Supplied material:
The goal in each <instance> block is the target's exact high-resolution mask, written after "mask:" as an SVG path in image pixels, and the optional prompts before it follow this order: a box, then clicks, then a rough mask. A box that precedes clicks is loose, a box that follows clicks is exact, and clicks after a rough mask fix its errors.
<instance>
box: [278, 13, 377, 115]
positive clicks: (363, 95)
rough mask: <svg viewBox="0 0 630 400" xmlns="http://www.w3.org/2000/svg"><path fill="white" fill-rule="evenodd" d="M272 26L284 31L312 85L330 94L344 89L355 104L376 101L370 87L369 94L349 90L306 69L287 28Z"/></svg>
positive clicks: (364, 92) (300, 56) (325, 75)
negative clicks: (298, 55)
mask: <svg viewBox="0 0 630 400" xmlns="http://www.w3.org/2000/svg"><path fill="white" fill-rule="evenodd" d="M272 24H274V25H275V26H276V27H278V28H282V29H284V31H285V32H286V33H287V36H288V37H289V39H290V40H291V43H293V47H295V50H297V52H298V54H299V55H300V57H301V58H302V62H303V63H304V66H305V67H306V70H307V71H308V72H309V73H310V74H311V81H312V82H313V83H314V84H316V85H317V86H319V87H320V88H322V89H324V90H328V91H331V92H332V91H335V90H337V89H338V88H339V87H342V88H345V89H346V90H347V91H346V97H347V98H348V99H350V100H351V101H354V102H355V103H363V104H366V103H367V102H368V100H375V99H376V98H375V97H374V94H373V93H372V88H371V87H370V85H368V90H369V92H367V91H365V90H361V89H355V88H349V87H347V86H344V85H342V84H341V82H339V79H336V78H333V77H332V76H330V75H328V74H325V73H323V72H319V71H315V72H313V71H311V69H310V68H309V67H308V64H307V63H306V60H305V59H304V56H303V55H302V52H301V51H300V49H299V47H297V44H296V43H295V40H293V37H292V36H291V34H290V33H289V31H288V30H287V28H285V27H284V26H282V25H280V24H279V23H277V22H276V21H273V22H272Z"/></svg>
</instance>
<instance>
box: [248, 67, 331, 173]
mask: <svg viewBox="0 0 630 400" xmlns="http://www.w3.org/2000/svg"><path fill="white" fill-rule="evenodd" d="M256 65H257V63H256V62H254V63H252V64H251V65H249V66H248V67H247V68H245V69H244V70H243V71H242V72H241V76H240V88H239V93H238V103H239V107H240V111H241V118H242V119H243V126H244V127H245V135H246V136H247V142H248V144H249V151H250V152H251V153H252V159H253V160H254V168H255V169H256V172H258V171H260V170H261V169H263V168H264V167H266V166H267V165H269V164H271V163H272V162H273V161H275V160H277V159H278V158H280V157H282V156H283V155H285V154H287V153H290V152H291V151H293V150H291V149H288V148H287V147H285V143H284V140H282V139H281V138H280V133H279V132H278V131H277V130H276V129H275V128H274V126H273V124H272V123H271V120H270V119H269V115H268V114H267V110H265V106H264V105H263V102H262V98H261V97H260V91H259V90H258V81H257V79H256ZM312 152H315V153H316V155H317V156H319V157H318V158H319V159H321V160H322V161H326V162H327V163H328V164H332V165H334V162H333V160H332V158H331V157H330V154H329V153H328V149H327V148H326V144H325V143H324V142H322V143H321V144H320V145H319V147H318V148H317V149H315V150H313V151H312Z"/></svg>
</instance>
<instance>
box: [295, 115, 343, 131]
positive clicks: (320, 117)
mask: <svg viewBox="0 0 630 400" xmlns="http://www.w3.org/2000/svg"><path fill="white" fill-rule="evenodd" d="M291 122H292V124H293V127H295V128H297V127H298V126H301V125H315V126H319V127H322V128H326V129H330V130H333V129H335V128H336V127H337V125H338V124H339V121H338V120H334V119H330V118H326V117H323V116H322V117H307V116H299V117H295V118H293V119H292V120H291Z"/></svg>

Task to complete: Reproduce the entries word for word, beginning with their first line and continuing through the line that contains "positive clicks: (364, 92)".

Response box:
The goal in each <instance> block is the target's exact high-resolution mask, written after "mask:" as an SVG path in image pixels, and the optional prompts before it follow this order: a box, then clicks, then a rough mask. A box that precedes clicks is loose, a box that follows clicks is exact, and clicks after a rough mask fix its errors.
<instance>
box: [278, 13, 377, 115]
positive clicks: (363, 95)
rough mask: <svg viewBox="0 0 630 400" xmlns="http://www.w3.org/2000/svg"><path fill="white" fill-rule="evenodd" d="M272 26L284 31L312 85L330 94L344 89L355 104L376 101L370 87L369 94L349 90L306 69L287 28Z"/></svg>
positive clicks: (364, 92) (300, 56) (325, 75)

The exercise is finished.